DOCUMENT EXCERPT:
Before we start writing code, let's decompose the learning process into steps.

1. **Initialize the model**  
To initialize the model is to set the weights $w_n$ and bias $b$ values.  The initialization is random, meaning these parameters are set to any random value. There're some rules and techniques for initializing the model so that it learns faster which can be viewed in the [Initialization Notebook](NeuralNetworkInitialization.ipynb)  

Repeat
> 2. **Feedforward**  
As the name suggests, this step moves the data from the input layer, through the hidden layers, and produces an output(s).  At each node, the weighted sum of the inputs and weights are calculated and then that value is used to compute the activation function.  Refer to the _**figure:** Neuron_ above.
1. **Compute loss**  
After an output(s) is calculated by the feedforward step, then the total error is calculated.
1. **Backpropagation**  
This is the step where the magic happens and the network learns. I wrote about how backpropagation works in [Backpropagation](Backpropagation.ipynb).
1. **Update weights**  

while ((maximum  number of iterations < than specified) AND  
          (Error Function is > than specified))

These are the general steps used to train a neural network to approximate a function/model for a given dataset.

## Development

Let's first start with developing a neuron.  This is not developed in an optimized fashion, but in a way it's understandable.

#### Import Pacakages and Set Defaults

In [17]:
import math
import random
import matplotlib.pyplot as plt

# Set the matplotlib backend
%matplotlib inline

# Set default plot parameters
plt.rcParams['figure.figsize'] = (5.0, 4.0)
plt.rcParams['image.interpolation'] = 'nearest'
plt.rcParams['image.cmap'] = 'gray'

# Ensure we get the same random numbers each time by using a constant seed value. (for debugging purposes only)
random.seed(1)

#
# ReLU function
#
def relu_forward(x):
    y = max(0, x)
    return y

#
# Derivative of ReLU function
#
def relu_backward(x):
    if x > 0:
        y = 1
    elif x <= 0:
        y = 0
    return y

#
# Sigmoid function
#
def sigmoid_forward(x):
    y = 1/(1+math.e**(-x))
    return y

#
# Derivative of Sigmoid function
#
def sigmoid_backward(x):
    y = sigmoid(x) * (1 - sigmoid(x))

PROBLEM DESCRIPTION:
Answer these questions using the excerpt on training a neural network above.
(a) Which values does initializing the model set?
(b) What number is passed to random.seed?
(c) What value does relu_backward return when x is 0?

SOURCE EXCERPT:
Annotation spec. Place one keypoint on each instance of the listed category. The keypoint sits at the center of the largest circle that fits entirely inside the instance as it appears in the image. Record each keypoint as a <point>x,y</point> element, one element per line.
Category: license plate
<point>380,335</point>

FINAL RESULT:
(a) The weights w_n and the bias b.
(b) 1
(c) 0